Recorded information START

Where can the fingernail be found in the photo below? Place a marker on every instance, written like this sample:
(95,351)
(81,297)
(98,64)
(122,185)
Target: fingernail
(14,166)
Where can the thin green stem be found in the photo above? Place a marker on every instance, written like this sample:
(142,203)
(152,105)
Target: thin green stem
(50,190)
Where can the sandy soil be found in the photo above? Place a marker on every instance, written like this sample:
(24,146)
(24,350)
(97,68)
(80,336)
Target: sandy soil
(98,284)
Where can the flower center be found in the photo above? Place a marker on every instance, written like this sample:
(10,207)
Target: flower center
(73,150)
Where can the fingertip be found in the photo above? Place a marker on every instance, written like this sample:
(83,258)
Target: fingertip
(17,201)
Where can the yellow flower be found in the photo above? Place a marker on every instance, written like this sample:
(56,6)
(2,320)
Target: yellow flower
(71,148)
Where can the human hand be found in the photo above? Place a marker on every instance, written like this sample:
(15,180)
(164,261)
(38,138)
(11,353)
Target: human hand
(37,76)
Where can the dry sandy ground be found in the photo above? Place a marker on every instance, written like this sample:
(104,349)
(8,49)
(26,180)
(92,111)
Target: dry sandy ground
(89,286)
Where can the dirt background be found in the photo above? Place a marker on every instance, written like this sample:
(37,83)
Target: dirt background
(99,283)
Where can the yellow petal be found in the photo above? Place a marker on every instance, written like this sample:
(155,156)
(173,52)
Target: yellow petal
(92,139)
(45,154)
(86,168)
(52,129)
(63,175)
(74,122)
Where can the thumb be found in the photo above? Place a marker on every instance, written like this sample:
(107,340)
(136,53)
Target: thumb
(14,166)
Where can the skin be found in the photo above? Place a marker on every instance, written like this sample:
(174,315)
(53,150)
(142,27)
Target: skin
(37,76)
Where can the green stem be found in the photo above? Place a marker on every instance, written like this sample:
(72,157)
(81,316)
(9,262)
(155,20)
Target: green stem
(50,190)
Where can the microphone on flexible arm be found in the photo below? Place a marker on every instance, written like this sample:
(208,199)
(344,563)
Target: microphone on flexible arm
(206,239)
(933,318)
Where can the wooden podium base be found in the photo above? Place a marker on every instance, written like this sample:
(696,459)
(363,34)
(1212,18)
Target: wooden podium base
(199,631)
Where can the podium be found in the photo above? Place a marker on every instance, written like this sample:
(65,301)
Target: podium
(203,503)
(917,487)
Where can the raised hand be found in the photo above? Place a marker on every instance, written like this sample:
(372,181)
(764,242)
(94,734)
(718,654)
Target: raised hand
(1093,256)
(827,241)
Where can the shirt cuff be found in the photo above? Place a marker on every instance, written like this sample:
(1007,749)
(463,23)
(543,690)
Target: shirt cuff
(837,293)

Recorded information END

*Problem statement*.
Every line of the records in which the string "below" is found should be counted, and only the count returned.

*Output*.
2